=== WHAT IS ASKED ===
Put the data below into a numbered list, one line per item, and drop any blank lines.

=== MATERIAL ===
++++++++
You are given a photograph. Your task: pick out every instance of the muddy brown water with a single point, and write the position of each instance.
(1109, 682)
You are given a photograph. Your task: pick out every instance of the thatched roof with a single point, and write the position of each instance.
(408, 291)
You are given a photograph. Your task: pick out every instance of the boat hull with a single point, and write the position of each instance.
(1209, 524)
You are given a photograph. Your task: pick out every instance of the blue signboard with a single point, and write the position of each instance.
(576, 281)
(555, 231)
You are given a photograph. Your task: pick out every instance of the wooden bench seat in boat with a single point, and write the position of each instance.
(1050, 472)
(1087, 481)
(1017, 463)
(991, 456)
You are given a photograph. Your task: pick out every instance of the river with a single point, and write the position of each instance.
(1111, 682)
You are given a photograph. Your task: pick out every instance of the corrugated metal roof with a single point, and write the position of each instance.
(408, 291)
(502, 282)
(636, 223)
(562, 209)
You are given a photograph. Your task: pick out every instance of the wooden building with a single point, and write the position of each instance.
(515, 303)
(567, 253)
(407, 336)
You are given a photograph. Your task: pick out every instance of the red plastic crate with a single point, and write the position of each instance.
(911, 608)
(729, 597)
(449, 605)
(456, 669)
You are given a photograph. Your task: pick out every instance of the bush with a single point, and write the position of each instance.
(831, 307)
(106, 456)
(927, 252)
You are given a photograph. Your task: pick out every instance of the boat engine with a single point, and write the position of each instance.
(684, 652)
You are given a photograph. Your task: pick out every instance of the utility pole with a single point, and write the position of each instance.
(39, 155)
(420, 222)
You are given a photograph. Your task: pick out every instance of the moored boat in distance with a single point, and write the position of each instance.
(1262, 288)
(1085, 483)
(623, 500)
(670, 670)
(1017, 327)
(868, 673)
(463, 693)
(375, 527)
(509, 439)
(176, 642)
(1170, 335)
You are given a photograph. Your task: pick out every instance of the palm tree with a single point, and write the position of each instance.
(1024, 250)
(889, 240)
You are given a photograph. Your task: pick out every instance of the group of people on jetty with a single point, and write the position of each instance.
++++++++
=== TASK ANSWER ===
1. You are given a photograph. Your task: pick out every instance of the muddy brown water with a single point, and write the position of each instance.
2. (1109, 682)
3. You are given a photograph. Your task: pick out every instance of the thatched roof with a single point, and write the position of each instance.
4. (408, 291)
5. You are given a photograph. Your task: pick out every instance of the boat hull with a single point, and write the position of each instance.
6. (1209, 524)
7. You are given a photograph. Your task: pick out every instance of the blue signboard with a single point, and write the position of each instance.
8. (576, 281)
9. (555, 231)
10. You are given a photograph. Your task: pick out every instance of the wooden bench seat in boat with a single point, and write the position of each instance.
11. (1050, 472)
12. (1087, 481)
13. (1017, 463)
14. (991, 456)
15. You are given a photograph. Your task: pick out every instance of the river with a single point, and write the position of each instance.
16. (1111, 682)
17. You are given a photograph. Your task: pick out every instance of the corrugated metal roof with a single point, and write the position of each instance.
18. (408, 291)
19. (502, 282)
20. (636, 223)
21. (562, 209)
22. You are given a photograph. Your task: pick out every instance of the wooden building with a single point, and write the position of each instance.
23. (515, 303)
24. (567, 253)
25. (407, 336)
26. You are given a photograph. Your task: pick out every instance of the red plastic crate with a single point, and write the position of each instance.
27. (911, 608)
28. (729, 597)
29. (449, 605)
30. (456, 669)
31. You are given a photograph. Your task: pick out every instance of the bush with a single point, and write the position of each instance.
32. (831, 307)
33. (106, 456)
34. (927, 252)
35. You are given a photograph. Your task: pick out every instance of the boat engine with a single point, and write the position of each instance.
36. (684, 652)
37. You are given a photograph. Your task: pick out every instance of the utility pole with a single point, and write the position of each instance.
38. (39, 155)
39. (420, 222)
40. You are given a photograph. Your task: pick out every instance of the moored boat in distance with a single point, and write the position of each instance.
41. (1262, 288)
42. (1085, 483)
43. (623, 500)
44. (670, 670)
45. (1017, 327)
46. (868, 673)
47. (463, 693)
48. (375, 527)
49. (509, 439)
50. (176, 642)
51. (1170, 335)
52. You are given a photograph. Your task: pick out every instance of the palm tree with a single point, and write the position of each instance.
53. (1024, 250)
54. (889, 240)
55. You are given a photograph. Your task: pick out every instance of the group of people on jetty with a single point, and write the position of each instance.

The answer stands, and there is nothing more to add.